* Dataset content *
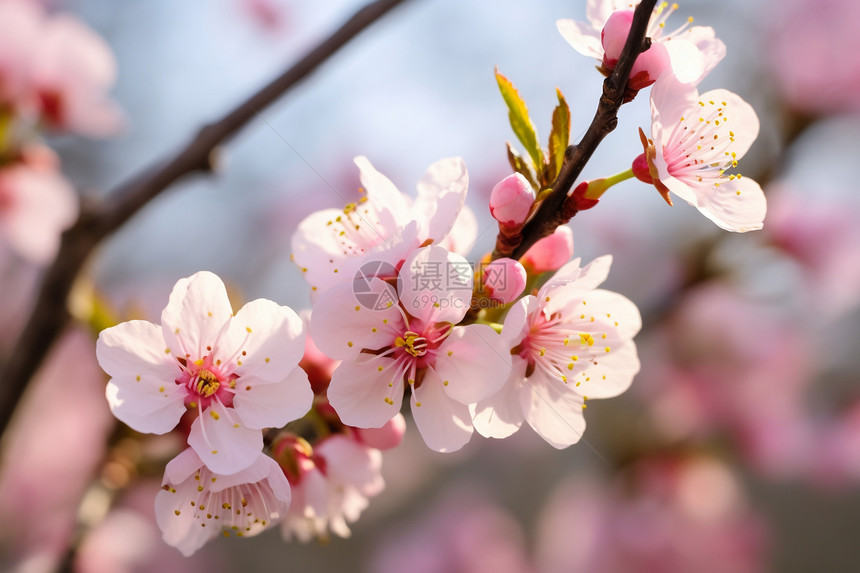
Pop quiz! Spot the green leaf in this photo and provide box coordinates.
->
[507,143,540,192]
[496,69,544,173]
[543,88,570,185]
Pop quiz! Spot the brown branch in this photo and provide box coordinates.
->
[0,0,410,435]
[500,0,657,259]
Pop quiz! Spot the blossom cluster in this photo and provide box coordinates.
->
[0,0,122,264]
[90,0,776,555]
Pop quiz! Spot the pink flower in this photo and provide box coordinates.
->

* Written exercise *
Please reproduce the records word for word, starting at the line containing "Pop quiz! Spot the blossom" and continuing through the end of the records.

* Correct response *
Pop quiz! Spot the blossom cluster in this photo and provide box coordinates.
->
[0,0,122,264]
[90,0,776,555]
Pop quiz! Spot the pink flower in this photo and provide box coordinates.
->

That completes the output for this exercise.